[EXCERPTED DATA]
********
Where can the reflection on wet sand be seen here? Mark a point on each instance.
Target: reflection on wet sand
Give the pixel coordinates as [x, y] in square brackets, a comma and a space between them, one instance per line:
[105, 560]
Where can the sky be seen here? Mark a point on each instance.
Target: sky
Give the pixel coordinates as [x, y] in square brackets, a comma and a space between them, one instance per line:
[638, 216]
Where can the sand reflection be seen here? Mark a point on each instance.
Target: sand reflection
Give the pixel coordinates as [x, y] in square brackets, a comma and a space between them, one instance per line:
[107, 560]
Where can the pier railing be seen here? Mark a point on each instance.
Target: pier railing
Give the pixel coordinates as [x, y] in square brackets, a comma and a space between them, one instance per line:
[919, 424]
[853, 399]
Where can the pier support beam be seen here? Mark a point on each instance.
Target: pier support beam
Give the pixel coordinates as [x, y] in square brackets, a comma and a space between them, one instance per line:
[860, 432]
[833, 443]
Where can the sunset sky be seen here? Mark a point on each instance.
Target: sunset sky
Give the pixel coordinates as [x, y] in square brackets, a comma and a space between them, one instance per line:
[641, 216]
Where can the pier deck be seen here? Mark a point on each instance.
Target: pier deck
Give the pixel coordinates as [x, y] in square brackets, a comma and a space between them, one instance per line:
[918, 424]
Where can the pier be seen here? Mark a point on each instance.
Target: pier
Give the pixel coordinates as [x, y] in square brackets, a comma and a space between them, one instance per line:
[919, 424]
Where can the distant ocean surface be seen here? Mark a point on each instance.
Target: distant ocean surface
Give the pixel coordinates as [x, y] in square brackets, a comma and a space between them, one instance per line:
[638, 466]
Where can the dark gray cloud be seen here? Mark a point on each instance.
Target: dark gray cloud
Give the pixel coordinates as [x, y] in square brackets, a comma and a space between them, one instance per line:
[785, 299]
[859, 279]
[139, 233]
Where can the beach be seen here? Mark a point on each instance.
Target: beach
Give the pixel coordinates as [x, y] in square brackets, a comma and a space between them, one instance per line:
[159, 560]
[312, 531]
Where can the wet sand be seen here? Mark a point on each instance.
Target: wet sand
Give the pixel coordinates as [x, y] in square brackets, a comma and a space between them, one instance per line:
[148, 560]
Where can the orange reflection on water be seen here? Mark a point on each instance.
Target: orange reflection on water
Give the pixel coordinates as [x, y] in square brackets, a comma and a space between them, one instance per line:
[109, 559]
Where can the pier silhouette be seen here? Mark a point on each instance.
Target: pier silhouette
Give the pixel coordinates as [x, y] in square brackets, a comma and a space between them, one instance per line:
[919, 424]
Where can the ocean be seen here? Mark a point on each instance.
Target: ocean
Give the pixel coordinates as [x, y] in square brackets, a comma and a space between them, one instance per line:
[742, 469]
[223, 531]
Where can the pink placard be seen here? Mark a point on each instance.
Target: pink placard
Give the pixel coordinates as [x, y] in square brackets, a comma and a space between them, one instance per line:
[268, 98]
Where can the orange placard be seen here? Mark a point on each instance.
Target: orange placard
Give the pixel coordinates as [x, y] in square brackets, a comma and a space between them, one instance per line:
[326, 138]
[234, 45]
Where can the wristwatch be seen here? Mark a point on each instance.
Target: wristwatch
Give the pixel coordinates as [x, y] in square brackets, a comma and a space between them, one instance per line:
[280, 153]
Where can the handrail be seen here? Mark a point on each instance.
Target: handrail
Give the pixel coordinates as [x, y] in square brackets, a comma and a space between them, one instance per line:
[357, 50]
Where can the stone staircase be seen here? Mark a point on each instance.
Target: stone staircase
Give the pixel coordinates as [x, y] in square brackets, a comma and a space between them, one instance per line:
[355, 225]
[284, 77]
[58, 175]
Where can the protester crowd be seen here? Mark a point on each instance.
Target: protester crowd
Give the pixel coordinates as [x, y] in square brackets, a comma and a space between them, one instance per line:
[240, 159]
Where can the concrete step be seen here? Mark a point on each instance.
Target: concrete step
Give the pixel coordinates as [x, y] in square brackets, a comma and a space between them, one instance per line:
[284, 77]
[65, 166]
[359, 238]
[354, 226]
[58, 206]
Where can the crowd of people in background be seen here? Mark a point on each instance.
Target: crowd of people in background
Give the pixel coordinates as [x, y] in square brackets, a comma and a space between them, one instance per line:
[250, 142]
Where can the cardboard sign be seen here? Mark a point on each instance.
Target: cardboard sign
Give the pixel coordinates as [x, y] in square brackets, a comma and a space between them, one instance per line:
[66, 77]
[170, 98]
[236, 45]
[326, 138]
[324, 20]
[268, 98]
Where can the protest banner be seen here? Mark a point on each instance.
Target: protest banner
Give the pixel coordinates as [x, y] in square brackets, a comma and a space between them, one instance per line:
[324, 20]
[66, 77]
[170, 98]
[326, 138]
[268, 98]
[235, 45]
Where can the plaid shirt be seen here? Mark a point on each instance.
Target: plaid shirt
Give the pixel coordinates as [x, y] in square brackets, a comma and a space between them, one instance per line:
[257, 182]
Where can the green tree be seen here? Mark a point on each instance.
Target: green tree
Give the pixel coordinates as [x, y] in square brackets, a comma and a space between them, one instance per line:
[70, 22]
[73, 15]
********
[AIM] Repeat the whole listing exactly, keeping every line intact.

[EXERCISE OUTPUT]
Where can the reflection on wet sand be seen here? Mark a point on each instance.
Target: reflection on wet sand
Give the pixel coordinates as [x, y] in square brackets, a comma and a space between them, one instance per line:
[105, 560]
Where can the sky be seen here? Mark a point on each instance.
Target: sky
Give the pixel coordinates as [x, y] in square brackets, a comma and a space between them, one instance per line:
[638, 216]
Where can the sand reflection be seen here? Mark a point on each instance.
Target: sand reflection
Give the pixel coordinates as [x, y] in square brackets, a comma and a space between them, one instance per line:
[107, 560]
Where can the pier railing be seen here? Mark a point on each instance.
Target: pier railing
Give the pixel coordinates as [x, y] in square brackets, a comma and a space between them, one instance per line:
[919, 424]
[853, 399]
Where can the pier support beam be seen here? Mark a point on each instance.
Target: pier support beam
Give the pixel coordinates as [x, y] in square brackets, a comma and a space between them, one instance per line:
[860, 432]
[833, 443]
Where can the sunset sky be seen here? Mark a point on each instance.
Target: sunset sky
Give the pixel coordinates as [x, y] in square brackets, a comma and a space between them, one instance per line:
[641, 216]
Where can the pier deck be seen here? Mark a point on each instance.
Target: pier deck
Give the pixel coordinates as [x, y] in square brackets, a comma and a space between them, one instance per line:
[918, 424]
Where can the pier be seen here? Mark a point on each instance.
Target: pier
Give the pixel coordinates as [x, y] in square brackets, a comma and a space between them, one instance per line:
[919, 424]
Where can the distant ocean surface be seen here? Mark a point on each instance.
Target: distant ocean surface
Give the pixel coordinates as [x, y] in square brackets, a comma and a space between them, one instance per line:
[638, 466]
Where can the dark gray cloud be seen here? Mark a point on each instance.
Target: dark gray cloud
Give the pixel coordinates as [x, y] in square brackets, a comma and a space between them, one instance per line:
[785, 299]
[859, 279]
[139, 233]
Where can the beach be seen here? Mark a point on each instance.
Target: beach
Give the pixel coordinates as [x, y] in square brackets, a comma and a space between them, one instance per line:
[159, 560]
[312, 531]
Where can the wet sand be seen here? Mark a point on each instance.
Target: wet sand
Give the pixel coordinates as [x, y] in square brackets, a comma and a space between them, one instance per line:
[148, 560]
Where can the orange reflection on water be seen here? Mark a point on each instance.
Target: orange reflection on water
Give the pixel coordinates as [x, y] in square brackets, a comma and a space between them, one instance per line:
[109, 559]
Where can the pier silhouette be seen here? Mark a point on each instance.
Target: pier silhouette
Give the pixel coordinates as [x, y] in square brackets, a comma and a space between them, one instance per line:
[919, 424]
Where can the ocean be seen here? Mark a point on each instance.
Target: ocean
Give the pixel coordinates as [x, y] in square brackets, a comma and a space between them, one instance per line:
[742, 469]
[223, 531]
Where can the pink placard be seen here? Mark a point on each instance.
Target: pink placard
Give the pixel coordinates as [x, y] in square brackets, a comma and a space between them, one instance per line:
[268, 98]
Where can the orange placard be seen here? Mark a point on each instance.
Target: orange placard
Give the pixel coordinates as [x, y] in square brackets, a comma and a space between them, one instance per line:
[326, 138]
[234, 45]
Where can the wristwatch be seen here? Mark a point on each instance.
Target: wristwatch
Give the pixel coordinates as [x, y] in square brackets, a comma and a space between them, one instance per line:
[280, 153]
Where can the handrail be seen here? Mark a point on each instance.
Target: handrail
Give the pixel coordinates as [x, y] in square brackets, a comma and a space between them, one instance per line:
[357, 50]
Where can the stone staircase be seen here? Mark a point on each instance.
Target: stone staircase
Give the pixel coordinates as [x, y] in square brackets, a comma and a space between them, one instance per line:
[355, 225]
[284, 77]
[58, 175]
Where can the protester crowd be seen here? Mark a point on each instance.
Target: protester crowd
Give the pixel coordinates as [x, y] in square brackets, a comma and a space between them, one instance per line:
[240, 159]
Where can the concrete step be seen here? Mark a point on each instance.
Target: concrete step
Give the pixel coordinates as [x, y] in square brackets, a comma and a space between them, one instance per line:
[284, 77]
[65, 166]
[359, 238]
[354, 226]
[58, 206]
Where can the crowd of people in background be seen here? Mark a point on each instance.
Target: crowd of people in background
Give the pixel coordinates as [x, y] in square brackets, a comma and a space between them, one instance per line:
[250, 142]
Where can the cardboard sign be seen here? Mark a point on each instance.
Target: cardboard sign
Give the pixel coordinates as [x, y] in square brackets, a comma and a space between them, one instance per line:
[66, 77]
[170, 98]
[236, 45]
[326, 138]
[324, 20]
[268, 98]
Where can the protest banner be seen here? Mark a point on each instance.
Target: protest banner
Give the pixel coordinates as [x, y] in square brackets, a comma and a space between them, one instance per line:
[324, 20]
[66, 77]
[170, 98]
[326, 138]
[268, 98]
[235, 45]
Where can the plaid shirt be seen here? Mark a point on each instance.
Target: plaid shirt
Give the pixel coordinates as [x, y] in square brackets, a comma and a space between them, one instance per line:
[257, 182]
Where can the green tree be seen here? Mark a point on each instance.
Target: green tree
Give the pixel coordinates as [x, y] in square brackets, a comma and a space between them, one instance per line:
[70, 22]
[73, 15]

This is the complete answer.